Text:
- - -

La Pine groundwater talks continue
Published 12:00 am Friday, June 20, 2014
The issue of nitrate contamination in La Pine’s groundwater is technically older than the city itself.
Nearly 10 years before La Pine’s 2007 incorporation, federal lawmakers secured millions to study just how much nitrogen from human waste was seeping into soil, the result of poorly built septic systems in a couple of hundred properties across the area.
The issue has grown in urgency as the population has swelled in and around the city, prompting concerns the nitrogen could seep into the city’s groundwater and spread to the Deschutes and Little Deschutes rivers. Nitrogen tends to speed up algae growth, which can produce a variety of toxins.
But numerous studies, several committees and more than 50 public meetings haven’t brought the city much closer to a resolution today than in the late-1990s.
Economic worries, conflicting orders from Deschutes County and the state, and an age-old wariness of government intrusion into private lives have slowed the issue to a standstill for years.
In all, the issue boils down to roughly 200 homes with subpar septic systems, La Pine City Manager Rick Allen said this week. Most of the properties are clustered around Huntington, Burgess and Cagle roads and Glenwood Drive.
Replacing the septic systems could cost each homeowner $10,000 to $20,000, Allen said. Many can’t afford it.
The state wants a broader fix, meanwhile, looking to replace the city’s old sewage system with modern water and sewer lines, which would essentially force residents to hook up to the new system. A 2009 study put a likely price tag of the broader sewage overhaul at $5 million to $6 million, though that figure could be different today, and where the money would come from is uncertain.
“Under the rules that are in place throughout south Deschutes County, anyone on a septic system has to upgrade to a nitrate-reducing system,” Allen said.
Grants could ease the burden on the city and residents by as much as $1 million on the full-scale overhaul, Allen said, but “only if the city agrees we are going to move forward,” Allen said.
“We can’t say we’re going to look at what might get done in the next decade. It has to be five years or less.”
That’s because the state has grown increasingly concerned about nitrate contamination, its public health impact and possible effects on fish in the Deschutes River.
This month, Allen led a group of officials from the state Department of Environmental Quality, the Oregon Water Resources Department, a representative of Gov. John Kitzhaber’s office and others on a tour of the neighborhoods, part of a larger discussion of La Pine issues.
Reached this week, DEQ spokesman Greg Svelund said the agency and the city were working on an agreement to delay the requirement for individual septic upgrades while talks on the citywide upgrades continue.
“We’re trying to figure out the best way to implement” the broad overhaul, he said. Of the proposal to hold off on the individual septic fixes, Svelund said, “We’re taking those recommendations pretty seriously.”
The distrust of any sort of regulation has also slowed progress.
During the tour this month, Allen said many longtime residents around La Pine moved there to get away from government, only to find it land on the doorstep when the city incorporated.
Deschutes County sparked outrage in 2008 when it passed an ordinance requiring residents on septic systems in the area to pay for their upgrades, should they be required. The measure was overturned in a county vote the next year, but the state has since taken the lead from the county on the groundwater issue and wants the fixes in the next five years.
“This isn’t the type of project where neighbors on their own are just going to come together and say, ‘Let’s solve this problem,’” Allen said. “I think it’s too complicated. There are too many diverse opinions, and ultimately some public agency is going to have to take the lead to move these discussions along.”

- - -

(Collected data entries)
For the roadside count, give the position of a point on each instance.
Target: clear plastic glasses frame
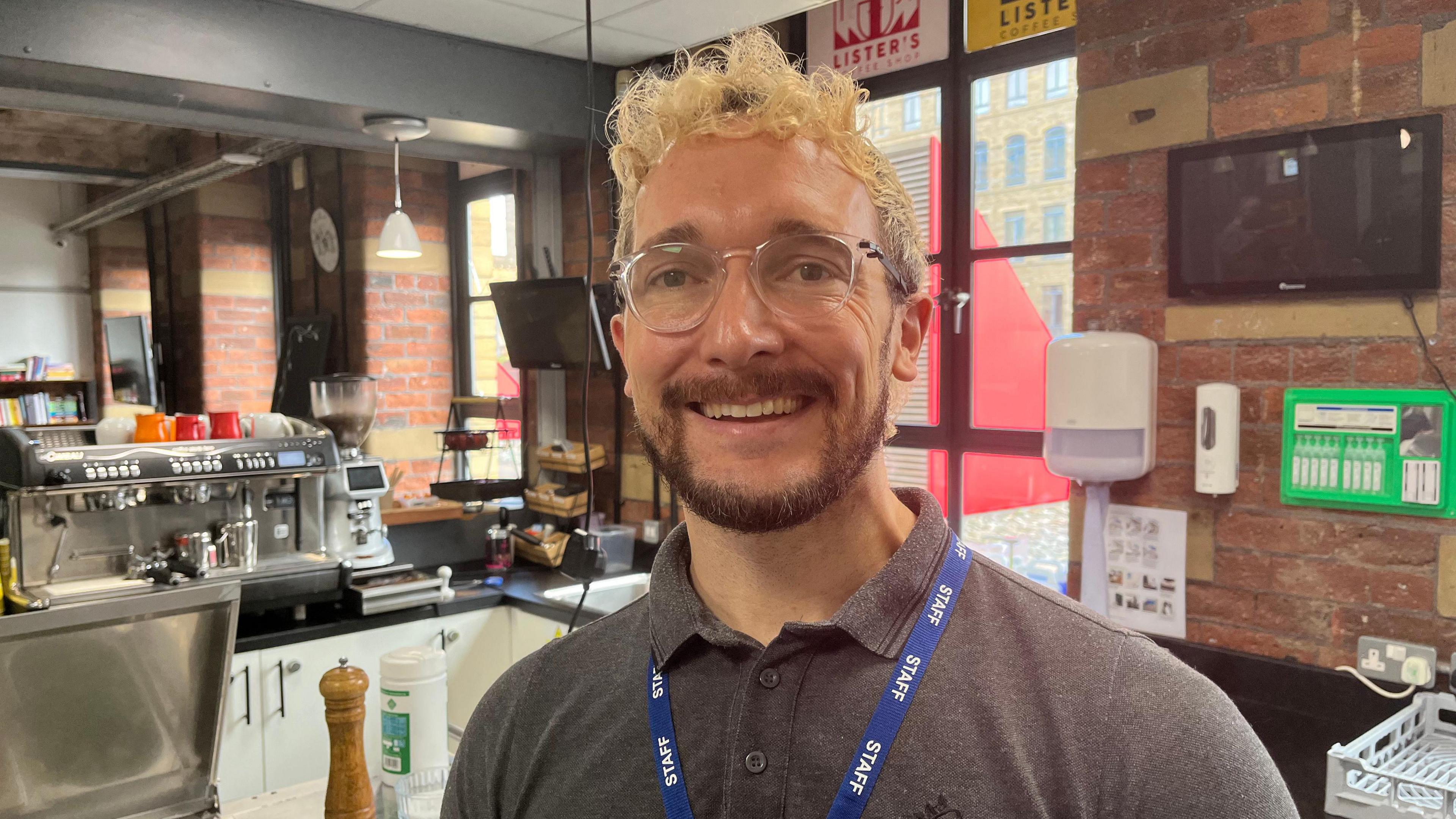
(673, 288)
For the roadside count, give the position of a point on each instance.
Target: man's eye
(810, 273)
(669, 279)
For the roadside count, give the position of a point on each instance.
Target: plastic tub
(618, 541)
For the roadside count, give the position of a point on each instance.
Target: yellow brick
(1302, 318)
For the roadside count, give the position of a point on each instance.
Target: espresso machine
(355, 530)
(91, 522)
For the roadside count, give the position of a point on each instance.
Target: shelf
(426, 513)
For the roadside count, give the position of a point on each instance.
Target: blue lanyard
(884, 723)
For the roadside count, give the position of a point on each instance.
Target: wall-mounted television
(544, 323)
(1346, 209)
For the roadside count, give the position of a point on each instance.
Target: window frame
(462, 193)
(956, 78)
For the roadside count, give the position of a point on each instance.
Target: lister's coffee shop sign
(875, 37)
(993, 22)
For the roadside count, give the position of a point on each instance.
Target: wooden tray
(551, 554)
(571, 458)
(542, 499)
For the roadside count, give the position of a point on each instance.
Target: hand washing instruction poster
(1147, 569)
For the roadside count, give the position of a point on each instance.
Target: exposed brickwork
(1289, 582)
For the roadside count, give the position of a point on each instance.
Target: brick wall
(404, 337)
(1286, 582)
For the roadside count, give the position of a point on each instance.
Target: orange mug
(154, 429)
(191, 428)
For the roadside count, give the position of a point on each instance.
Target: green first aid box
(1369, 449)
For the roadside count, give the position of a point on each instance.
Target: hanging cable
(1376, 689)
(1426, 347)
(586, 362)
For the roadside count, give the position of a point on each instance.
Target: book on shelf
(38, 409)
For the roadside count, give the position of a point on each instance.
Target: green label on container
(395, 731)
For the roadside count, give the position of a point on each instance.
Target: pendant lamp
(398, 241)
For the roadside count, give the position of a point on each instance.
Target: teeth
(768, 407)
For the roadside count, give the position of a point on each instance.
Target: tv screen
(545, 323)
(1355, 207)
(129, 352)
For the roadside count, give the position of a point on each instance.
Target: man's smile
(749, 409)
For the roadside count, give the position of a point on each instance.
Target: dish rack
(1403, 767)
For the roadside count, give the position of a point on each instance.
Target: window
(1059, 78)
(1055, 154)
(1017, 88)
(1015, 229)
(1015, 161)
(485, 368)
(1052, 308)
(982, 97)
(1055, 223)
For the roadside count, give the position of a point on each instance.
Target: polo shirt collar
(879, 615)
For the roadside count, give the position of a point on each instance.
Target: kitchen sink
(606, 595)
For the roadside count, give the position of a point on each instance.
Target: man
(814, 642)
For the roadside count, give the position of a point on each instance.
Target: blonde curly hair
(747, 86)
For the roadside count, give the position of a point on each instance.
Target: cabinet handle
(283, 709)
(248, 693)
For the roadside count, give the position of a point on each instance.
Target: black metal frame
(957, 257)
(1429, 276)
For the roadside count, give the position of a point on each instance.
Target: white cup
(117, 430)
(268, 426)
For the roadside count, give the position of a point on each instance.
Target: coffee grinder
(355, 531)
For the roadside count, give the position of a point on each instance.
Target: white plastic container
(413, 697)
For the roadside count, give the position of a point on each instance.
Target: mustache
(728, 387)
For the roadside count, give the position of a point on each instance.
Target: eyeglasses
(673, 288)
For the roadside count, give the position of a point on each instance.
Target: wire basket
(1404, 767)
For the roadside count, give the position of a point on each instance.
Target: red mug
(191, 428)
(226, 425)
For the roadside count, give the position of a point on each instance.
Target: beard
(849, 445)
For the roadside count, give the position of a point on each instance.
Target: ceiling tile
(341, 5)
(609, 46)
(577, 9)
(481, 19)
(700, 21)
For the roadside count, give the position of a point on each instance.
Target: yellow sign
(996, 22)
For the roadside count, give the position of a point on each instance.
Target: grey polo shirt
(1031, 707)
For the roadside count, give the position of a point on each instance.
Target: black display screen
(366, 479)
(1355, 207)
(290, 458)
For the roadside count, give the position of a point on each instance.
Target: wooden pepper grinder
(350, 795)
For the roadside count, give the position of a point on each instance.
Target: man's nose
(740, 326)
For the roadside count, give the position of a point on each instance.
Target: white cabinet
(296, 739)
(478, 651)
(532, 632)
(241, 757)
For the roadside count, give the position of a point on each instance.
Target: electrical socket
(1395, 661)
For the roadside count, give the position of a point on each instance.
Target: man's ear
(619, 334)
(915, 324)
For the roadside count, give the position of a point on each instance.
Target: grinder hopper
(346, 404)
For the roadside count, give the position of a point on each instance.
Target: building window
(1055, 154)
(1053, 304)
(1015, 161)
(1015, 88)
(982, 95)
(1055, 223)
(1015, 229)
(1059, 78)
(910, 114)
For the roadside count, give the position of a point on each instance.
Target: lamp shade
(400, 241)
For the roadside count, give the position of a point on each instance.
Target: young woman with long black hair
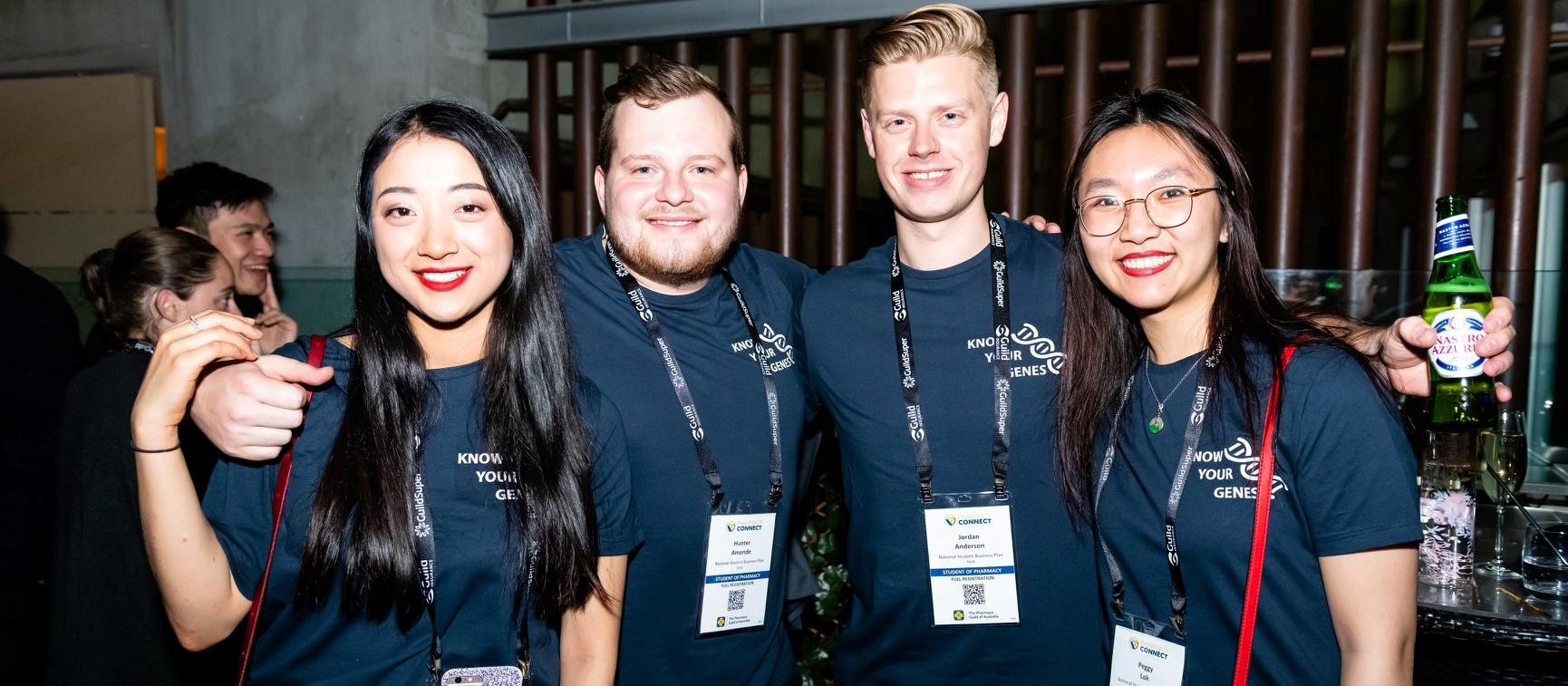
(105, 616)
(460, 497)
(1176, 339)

- - -

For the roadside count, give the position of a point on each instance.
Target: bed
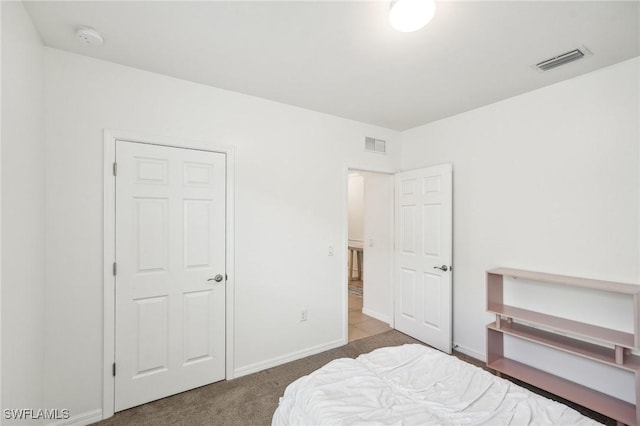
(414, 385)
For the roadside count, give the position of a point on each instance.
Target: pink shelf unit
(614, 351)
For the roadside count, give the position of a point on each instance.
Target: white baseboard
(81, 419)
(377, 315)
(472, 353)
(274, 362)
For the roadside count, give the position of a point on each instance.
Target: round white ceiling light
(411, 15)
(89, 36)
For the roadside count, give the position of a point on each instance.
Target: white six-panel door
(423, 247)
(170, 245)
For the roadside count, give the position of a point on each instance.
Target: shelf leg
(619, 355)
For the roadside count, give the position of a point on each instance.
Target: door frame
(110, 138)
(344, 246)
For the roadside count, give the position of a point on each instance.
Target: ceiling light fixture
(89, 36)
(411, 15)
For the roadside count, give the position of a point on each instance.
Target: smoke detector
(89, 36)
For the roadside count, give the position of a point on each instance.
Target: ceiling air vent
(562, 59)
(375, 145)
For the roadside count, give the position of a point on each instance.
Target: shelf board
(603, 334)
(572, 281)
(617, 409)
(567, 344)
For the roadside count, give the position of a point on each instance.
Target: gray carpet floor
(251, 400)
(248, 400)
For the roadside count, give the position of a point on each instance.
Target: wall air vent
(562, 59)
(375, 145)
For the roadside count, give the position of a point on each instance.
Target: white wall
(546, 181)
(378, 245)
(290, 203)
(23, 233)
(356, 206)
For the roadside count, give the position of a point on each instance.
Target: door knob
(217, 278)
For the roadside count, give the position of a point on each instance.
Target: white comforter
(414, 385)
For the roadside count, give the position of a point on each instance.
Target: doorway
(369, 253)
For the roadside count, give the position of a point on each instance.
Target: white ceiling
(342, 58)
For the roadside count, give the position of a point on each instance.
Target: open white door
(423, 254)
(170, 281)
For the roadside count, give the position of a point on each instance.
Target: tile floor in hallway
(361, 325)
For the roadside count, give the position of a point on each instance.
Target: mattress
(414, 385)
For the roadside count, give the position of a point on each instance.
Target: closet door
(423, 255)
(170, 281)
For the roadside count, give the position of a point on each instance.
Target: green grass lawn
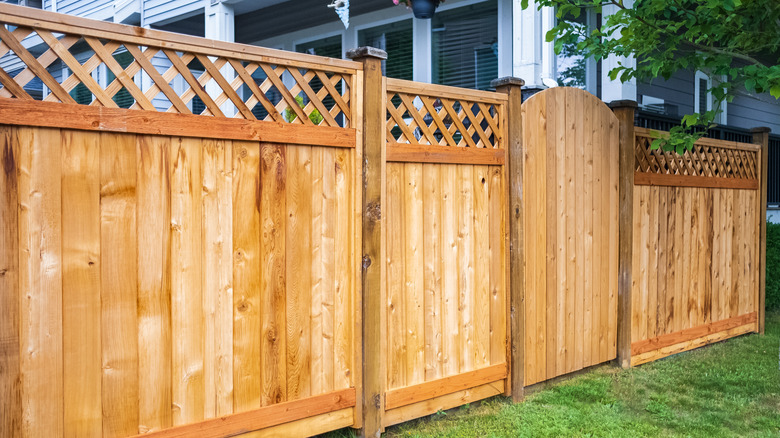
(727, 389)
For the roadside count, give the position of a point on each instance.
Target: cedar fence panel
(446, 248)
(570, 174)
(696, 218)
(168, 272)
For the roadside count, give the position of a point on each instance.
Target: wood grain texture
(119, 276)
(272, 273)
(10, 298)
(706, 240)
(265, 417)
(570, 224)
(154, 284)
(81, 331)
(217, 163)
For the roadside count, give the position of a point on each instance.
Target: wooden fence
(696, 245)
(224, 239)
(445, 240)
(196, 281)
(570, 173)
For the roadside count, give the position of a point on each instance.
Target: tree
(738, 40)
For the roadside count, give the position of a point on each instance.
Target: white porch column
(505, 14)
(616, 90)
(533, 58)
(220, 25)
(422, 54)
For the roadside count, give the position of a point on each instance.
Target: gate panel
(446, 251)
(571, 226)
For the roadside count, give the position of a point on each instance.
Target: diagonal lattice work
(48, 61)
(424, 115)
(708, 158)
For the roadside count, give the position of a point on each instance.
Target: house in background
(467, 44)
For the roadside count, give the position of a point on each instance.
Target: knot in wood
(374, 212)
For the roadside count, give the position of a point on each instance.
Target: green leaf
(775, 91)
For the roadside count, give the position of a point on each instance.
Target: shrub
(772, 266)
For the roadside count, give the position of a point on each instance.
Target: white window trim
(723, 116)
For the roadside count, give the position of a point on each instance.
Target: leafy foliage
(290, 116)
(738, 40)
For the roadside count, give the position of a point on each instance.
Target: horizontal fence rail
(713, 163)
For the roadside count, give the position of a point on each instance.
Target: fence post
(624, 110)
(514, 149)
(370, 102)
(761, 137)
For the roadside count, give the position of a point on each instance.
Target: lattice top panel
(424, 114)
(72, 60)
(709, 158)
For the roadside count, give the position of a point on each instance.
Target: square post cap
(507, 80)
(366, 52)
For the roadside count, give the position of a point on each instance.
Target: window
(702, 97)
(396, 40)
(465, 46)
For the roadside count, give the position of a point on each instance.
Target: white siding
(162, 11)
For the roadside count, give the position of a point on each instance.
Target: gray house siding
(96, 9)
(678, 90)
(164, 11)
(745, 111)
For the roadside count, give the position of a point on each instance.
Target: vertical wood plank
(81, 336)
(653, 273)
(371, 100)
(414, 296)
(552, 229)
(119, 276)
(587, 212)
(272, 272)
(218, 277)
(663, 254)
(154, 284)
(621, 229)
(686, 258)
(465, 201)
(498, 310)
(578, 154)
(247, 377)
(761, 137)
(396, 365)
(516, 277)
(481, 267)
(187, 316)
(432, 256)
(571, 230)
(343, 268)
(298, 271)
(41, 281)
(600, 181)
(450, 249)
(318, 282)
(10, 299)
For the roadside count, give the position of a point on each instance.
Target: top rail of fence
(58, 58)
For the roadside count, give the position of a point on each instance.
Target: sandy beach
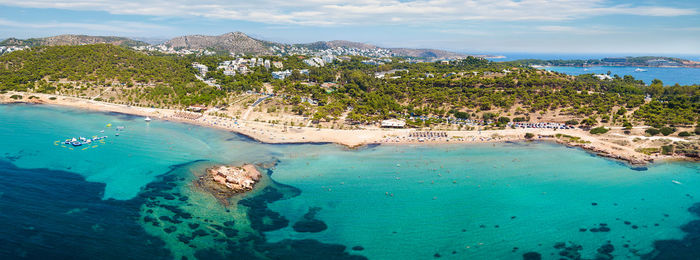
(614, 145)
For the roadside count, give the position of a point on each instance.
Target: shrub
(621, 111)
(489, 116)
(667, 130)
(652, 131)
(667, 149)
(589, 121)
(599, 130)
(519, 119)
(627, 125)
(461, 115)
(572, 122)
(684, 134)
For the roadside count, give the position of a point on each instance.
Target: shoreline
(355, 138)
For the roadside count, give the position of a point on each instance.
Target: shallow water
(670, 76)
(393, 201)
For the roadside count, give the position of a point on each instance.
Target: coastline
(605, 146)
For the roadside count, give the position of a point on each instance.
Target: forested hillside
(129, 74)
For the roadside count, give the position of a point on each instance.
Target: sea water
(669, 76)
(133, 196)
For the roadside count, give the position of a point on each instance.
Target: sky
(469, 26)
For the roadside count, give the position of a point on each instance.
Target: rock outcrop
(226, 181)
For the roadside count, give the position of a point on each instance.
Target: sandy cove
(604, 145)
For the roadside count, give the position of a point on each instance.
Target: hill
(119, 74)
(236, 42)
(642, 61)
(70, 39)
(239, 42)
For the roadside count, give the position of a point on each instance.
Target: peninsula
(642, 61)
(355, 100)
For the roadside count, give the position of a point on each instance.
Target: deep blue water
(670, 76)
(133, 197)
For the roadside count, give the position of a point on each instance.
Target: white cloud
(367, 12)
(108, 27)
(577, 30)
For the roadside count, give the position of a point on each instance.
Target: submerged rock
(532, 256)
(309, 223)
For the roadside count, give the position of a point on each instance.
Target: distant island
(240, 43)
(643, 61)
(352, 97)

- - -

Exercise 1:
Retype the La Pine groundwater article from "The issue has" up to and including "and Glenwood Drive.".
Exercise 2:
Put this sentence from the La Pine groundwater article into Spanish: "Nitrogen tends to speed up algae growth, which can produce a variety of toxins."
Exercise 3:
According to the La Pine groundwater article, why does the city's commitment to the overhaul have to cover five years or less instead of the next decade?
Rely only on the La Pine groundwater article, not the data.

Task output 1:
The issue has grown in urgency as the population has swelled in and around the city, prompting concerns the nitrogen could seep into the city’s groundwater and spread to the Deschutes and Little Deschutes rivers. Nitrogen tends to speed up algae growth, which can produce a variety of toxins.
But numerous studies, several committees and more than 50 public meetings haven’t brought the city much closer to a resolution today than in the late-1990s.
Economic worries, conflicting orders from Deschutes County and the state, and an age-old wariness of government intrusion into private lives have slowed the issue to a standstill for years.
In all, the issue boils down to roughly 200 homes with subpar septic systems, La Pine City Manager Rick Allen said this week. Most of the properties are clustered around Huntington, Burgess and Cagle roads and Glenwood Drive.

Task output 2:
El nitrógeno tiende a acelerar el crecimiento de las algas, lo que puede producir una variedad de toxinas.

Task output 3:
The state has become more and more concerned about nitrate contamination. It is worried about the public health impact and the possible effects on fish in the Deschutes River.